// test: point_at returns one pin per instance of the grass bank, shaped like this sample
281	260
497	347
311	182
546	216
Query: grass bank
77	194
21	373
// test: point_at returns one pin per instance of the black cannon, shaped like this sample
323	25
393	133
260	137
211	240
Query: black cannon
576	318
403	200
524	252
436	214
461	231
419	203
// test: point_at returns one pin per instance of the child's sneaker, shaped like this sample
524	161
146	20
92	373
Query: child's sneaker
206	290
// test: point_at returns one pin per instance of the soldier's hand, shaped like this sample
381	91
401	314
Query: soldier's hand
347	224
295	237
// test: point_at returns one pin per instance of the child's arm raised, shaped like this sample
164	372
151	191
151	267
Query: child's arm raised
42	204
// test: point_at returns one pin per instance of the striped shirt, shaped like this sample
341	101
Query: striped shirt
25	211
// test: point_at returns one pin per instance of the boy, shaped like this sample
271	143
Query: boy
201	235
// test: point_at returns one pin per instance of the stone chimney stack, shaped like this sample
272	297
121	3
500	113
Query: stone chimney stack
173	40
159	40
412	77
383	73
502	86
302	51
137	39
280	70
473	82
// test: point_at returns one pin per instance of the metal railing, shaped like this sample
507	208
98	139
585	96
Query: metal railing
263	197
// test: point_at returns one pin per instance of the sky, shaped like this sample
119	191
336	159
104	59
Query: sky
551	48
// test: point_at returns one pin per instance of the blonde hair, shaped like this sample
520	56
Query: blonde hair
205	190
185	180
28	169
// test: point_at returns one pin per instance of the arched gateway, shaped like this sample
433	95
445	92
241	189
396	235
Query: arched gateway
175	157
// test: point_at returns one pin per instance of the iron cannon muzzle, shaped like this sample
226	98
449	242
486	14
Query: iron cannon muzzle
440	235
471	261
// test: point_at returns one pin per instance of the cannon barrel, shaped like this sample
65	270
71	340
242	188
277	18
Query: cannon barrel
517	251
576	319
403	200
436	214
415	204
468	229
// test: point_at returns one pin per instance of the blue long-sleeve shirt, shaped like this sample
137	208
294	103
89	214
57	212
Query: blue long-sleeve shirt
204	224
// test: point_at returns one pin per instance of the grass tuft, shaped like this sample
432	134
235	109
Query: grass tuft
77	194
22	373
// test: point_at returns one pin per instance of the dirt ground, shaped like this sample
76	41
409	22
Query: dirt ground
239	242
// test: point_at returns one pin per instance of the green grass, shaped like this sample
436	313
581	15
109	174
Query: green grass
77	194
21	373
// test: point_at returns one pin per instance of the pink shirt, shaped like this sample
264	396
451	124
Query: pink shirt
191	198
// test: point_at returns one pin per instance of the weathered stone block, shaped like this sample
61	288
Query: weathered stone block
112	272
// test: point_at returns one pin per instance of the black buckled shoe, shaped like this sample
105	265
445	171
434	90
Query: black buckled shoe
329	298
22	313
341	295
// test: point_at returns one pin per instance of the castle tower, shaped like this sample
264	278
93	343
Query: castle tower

--- Task prompt ---
Every line above that holds "tower" should be copied out.

--- Task solution ---
// test: point_at returns one pin per instance of the castle tower, shaped like this sample
Query: castle tower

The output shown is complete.